* Exercise requirements *
Restate exactly the lines from the top of the listing below to the line containing "751L153 819L158 818V802L153"; the remaining lines are not wanted.

* Data for review *
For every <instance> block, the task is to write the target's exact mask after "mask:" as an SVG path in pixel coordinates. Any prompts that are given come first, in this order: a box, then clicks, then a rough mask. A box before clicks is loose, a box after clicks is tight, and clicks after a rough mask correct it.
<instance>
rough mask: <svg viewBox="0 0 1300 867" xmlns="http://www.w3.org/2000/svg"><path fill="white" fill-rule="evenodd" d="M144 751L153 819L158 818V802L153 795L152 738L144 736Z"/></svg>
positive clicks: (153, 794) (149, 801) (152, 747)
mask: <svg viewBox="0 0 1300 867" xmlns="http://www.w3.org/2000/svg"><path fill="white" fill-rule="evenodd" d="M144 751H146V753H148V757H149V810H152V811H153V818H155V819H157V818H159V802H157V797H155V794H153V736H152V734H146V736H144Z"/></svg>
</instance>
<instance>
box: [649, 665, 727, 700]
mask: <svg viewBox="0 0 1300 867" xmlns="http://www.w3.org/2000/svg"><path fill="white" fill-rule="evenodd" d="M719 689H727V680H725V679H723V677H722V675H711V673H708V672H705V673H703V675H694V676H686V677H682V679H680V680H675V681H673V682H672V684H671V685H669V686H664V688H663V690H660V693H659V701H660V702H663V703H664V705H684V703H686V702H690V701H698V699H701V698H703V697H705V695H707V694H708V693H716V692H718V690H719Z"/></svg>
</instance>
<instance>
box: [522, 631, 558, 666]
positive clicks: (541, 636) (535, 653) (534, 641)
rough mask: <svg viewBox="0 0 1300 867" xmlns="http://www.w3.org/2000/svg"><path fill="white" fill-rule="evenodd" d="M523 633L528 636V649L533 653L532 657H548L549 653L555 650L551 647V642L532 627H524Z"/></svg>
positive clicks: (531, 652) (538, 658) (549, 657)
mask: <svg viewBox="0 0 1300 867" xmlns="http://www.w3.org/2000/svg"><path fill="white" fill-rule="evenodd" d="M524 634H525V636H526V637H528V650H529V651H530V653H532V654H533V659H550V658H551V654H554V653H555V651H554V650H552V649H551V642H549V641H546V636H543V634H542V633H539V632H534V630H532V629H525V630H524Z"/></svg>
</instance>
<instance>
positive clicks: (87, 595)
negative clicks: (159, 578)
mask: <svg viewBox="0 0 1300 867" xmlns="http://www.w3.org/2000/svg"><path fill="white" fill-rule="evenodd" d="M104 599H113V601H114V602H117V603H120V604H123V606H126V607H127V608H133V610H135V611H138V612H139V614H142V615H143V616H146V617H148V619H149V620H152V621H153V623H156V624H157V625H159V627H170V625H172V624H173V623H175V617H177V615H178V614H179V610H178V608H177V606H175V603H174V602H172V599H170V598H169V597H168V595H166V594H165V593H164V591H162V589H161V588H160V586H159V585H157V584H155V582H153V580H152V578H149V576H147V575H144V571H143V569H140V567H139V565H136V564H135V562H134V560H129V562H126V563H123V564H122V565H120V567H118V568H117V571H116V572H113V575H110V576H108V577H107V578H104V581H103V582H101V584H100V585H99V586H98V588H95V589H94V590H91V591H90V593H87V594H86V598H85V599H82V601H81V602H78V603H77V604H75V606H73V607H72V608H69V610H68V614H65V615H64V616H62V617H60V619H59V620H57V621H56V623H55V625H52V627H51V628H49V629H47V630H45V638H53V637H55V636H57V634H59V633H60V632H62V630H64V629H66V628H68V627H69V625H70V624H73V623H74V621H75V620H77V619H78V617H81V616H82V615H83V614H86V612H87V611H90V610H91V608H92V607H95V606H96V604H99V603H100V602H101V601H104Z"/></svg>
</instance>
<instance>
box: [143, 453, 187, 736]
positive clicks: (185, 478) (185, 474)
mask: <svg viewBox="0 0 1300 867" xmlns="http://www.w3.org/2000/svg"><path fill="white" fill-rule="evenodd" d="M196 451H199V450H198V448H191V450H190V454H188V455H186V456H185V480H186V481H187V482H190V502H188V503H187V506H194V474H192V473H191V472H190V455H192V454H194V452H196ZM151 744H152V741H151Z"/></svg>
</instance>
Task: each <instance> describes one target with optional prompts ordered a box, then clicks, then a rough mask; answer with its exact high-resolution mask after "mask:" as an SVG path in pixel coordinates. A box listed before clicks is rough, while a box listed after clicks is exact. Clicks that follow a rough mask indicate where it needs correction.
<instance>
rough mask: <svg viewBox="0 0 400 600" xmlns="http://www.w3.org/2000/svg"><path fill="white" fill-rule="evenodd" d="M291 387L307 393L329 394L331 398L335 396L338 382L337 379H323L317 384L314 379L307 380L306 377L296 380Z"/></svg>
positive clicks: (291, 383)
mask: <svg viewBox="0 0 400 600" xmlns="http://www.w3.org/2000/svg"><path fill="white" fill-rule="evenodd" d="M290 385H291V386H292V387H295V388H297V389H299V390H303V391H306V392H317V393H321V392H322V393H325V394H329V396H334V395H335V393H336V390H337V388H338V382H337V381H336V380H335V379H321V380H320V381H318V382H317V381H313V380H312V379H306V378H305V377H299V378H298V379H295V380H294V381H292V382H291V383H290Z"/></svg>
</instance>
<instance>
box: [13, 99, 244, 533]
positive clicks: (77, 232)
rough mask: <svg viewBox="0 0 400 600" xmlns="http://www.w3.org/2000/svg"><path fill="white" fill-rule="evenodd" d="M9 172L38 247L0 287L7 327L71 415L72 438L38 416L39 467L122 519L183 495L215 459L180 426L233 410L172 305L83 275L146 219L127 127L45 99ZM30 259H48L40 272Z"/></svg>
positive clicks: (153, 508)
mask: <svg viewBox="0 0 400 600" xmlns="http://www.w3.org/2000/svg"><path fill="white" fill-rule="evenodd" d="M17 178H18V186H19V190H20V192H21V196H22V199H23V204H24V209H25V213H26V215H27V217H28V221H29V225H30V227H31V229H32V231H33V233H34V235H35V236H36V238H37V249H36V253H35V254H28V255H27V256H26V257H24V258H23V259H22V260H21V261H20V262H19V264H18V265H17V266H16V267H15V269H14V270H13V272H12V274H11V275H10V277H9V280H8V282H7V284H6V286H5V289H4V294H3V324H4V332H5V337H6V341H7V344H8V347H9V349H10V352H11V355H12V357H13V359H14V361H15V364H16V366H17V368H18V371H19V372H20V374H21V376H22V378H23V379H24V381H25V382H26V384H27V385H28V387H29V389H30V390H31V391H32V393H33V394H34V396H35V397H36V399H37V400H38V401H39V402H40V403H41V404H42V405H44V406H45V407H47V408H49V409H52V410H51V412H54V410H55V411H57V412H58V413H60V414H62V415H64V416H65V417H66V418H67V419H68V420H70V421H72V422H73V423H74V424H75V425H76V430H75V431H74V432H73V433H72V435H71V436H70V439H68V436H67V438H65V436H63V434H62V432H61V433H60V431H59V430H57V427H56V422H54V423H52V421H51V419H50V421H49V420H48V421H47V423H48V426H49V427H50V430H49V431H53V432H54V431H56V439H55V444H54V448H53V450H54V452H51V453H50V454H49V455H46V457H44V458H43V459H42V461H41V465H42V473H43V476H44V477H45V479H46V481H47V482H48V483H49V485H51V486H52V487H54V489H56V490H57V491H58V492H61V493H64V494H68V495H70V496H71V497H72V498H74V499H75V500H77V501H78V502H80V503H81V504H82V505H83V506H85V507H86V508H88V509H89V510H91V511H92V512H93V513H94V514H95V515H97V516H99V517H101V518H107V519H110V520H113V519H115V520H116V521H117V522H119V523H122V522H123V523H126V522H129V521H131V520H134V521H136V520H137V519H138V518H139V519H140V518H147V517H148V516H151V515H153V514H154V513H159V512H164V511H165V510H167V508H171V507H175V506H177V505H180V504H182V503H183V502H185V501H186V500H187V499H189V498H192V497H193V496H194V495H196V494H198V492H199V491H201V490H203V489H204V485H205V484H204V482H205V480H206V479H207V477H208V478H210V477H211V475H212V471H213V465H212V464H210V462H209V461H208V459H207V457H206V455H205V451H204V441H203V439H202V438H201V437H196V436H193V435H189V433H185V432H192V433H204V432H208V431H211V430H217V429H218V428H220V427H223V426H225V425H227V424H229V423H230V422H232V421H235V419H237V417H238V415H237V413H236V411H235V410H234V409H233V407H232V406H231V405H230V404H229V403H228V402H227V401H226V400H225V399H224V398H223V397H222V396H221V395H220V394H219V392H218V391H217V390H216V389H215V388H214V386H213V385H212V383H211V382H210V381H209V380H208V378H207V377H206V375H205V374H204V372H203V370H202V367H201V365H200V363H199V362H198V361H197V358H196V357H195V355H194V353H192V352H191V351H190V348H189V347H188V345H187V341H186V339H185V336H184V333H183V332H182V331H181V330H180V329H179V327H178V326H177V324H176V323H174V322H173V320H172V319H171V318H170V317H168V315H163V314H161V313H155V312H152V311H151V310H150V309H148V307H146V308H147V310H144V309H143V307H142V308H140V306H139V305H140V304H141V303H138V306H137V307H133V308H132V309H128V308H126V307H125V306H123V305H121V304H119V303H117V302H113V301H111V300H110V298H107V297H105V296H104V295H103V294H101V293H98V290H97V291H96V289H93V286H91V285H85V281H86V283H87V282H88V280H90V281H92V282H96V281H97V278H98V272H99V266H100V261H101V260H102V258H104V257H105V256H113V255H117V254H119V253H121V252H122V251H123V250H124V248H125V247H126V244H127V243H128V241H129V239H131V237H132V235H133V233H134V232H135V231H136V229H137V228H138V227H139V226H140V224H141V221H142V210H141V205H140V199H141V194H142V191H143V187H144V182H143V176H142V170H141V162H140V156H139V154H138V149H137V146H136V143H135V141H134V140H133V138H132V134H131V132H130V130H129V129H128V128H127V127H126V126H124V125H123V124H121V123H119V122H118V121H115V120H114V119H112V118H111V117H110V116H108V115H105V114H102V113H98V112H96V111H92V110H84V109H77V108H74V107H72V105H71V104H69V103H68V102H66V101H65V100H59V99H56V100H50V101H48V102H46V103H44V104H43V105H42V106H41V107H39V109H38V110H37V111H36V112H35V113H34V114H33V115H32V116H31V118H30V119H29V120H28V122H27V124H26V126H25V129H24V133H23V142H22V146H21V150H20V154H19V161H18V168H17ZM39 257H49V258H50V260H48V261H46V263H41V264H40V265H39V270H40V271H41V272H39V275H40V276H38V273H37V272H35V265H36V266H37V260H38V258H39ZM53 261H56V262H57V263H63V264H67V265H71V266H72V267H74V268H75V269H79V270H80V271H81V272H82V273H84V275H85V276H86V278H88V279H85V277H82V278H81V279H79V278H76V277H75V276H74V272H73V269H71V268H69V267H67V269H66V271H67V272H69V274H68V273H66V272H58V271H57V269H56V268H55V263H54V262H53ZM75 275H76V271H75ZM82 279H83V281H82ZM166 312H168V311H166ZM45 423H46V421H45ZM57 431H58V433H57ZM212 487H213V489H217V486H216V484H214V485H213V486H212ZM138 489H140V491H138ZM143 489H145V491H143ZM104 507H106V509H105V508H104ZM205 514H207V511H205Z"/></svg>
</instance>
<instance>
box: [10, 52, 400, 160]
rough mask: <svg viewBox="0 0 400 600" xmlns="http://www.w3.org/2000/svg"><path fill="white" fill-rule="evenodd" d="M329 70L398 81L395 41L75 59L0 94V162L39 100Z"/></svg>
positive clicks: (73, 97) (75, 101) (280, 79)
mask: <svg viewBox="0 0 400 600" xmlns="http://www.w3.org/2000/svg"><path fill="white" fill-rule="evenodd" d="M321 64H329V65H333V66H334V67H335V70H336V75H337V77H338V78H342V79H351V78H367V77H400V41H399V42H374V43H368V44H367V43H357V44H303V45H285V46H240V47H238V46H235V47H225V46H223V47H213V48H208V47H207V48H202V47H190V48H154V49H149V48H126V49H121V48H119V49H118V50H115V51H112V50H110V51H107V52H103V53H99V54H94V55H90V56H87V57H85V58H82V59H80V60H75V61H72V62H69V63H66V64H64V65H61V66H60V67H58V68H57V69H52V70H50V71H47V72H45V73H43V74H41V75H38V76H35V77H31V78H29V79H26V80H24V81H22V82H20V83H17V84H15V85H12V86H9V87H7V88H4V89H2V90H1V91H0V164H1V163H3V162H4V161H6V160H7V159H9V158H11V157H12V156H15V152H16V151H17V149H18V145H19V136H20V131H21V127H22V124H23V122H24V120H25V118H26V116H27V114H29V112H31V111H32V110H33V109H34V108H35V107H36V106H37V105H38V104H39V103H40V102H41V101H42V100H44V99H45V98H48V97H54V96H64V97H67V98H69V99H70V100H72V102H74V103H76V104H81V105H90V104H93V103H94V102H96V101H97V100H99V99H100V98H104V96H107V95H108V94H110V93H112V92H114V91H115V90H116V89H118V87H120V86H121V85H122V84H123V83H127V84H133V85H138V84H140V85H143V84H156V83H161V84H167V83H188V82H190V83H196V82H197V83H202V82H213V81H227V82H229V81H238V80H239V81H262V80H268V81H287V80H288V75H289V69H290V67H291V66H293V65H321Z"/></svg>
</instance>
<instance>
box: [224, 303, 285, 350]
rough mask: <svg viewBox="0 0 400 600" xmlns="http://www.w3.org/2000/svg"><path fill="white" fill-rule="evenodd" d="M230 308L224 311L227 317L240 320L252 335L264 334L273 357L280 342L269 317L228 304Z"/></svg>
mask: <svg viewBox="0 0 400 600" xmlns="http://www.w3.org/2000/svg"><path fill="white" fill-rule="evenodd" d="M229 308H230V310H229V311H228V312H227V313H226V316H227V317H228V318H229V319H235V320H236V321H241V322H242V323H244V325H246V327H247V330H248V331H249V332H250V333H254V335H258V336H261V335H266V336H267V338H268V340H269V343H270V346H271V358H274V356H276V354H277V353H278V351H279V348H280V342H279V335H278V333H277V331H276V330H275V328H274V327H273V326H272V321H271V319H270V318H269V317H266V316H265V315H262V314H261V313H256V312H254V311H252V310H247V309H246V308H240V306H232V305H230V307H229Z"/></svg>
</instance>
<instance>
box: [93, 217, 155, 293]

* Solution for this exercise *
For every <instance> block, the task is to write the target's exact mask after "mask:" as an SVG path in pixel coordinates. Any prompts that are given come first, in this order: a box, then clicks, then a rough mask. A box before clicks is loose, a box after clicks is tight, and clicks after a rough mask correct it.
<instance>
rough mask: <svg viewBox="0 0 1300 867" xmlns="http://www.w3.org/2000/svg"><path fill="white" fill-rule="evenodd" d="M144 751L153 819L158 818V802L153 795L152 738L144 736Z"/></svg>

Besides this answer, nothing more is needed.